[Rows of box annotation data]

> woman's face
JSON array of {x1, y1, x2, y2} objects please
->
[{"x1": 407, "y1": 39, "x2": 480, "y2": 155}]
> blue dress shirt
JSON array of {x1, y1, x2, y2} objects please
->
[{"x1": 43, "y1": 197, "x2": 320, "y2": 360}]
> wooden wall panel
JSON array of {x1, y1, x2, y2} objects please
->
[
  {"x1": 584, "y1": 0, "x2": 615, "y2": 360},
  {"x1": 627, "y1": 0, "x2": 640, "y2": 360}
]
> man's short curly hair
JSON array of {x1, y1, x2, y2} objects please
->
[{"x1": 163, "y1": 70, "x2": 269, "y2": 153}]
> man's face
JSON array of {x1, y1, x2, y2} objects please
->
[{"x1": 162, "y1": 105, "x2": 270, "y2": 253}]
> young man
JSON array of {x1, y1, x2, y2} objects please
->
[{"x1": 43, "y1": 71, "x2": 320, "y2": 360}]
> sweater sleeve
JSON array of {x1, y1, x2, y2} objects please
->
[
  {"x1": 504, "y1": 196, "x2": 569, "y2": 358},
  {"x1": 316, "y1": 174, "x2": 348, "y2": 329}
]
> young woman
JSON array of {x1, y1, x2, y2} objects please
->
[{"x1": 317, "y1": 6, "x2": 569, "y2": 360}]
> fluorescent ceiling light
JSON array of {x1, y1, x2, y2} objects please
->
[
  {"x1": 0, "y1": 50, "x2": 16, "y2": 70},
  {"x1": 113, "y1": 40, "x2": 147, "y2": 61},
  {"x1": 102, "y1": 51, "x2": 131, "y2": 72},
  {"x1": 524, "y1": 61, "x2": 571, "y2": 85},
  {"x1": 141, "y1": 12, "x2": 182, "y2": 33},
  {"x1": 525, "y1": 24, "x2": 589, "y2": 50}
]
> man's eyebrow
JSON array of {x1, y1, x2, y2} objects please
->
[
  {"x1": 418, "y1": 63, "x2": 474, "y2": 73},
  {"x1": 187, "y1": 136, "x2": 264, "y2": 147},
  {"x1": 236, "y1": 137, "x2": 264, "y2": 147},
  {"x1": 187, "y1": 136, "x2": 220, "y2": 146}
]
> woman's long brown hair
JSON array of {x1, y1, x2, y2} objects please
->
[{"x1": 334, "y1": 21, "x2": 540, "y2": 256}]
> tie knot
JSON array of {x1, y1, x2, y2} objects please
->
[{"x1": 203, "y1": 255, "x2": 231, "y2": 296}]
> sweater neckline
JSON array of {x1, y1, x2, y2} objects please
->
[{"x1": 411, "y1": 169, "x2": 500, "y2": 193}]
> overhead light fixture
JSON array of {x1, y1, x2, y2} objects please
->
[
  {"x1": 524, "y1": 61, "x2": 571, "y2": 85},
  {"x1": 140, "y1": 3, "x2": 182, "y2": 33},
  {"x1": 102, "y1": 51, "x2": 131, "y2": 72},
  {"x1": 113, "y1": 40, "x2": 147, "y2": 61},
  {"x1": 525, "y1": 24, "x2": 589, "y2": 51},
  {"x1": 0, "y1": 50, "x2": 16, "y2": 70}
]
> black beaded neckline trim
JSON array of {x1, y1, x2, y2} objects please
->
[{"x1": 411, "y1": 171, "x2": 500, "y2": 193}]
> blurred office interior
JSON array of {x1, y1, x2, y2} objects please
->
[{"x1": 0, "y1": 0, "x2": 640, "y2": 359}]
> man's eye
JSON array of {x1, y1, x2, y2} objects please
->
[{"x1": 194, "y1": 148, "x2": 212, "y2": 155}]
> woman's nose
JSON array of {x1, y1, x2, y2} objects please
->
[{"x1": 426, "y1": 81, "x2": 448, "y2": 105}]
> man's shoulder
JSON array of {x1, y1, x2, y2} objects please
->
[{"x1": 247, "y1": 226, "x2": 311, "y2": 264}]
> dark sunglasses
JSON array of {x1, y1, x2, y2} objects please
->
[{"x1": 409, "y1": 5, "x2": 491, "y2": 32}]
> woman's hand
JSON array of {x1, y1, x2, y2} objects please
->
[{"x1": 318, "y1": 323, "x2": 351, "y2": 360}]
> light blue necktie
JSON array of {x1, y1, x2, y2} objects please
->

**WRITTEN TASK:**
What are the lines from the one with "light blue necktie" through the last line of the records above? Quote them exactly and add nothing.

**THE OUTPUT:**
> light blue necktie
JSON array of {x1, y1, x2, y2} objects please
->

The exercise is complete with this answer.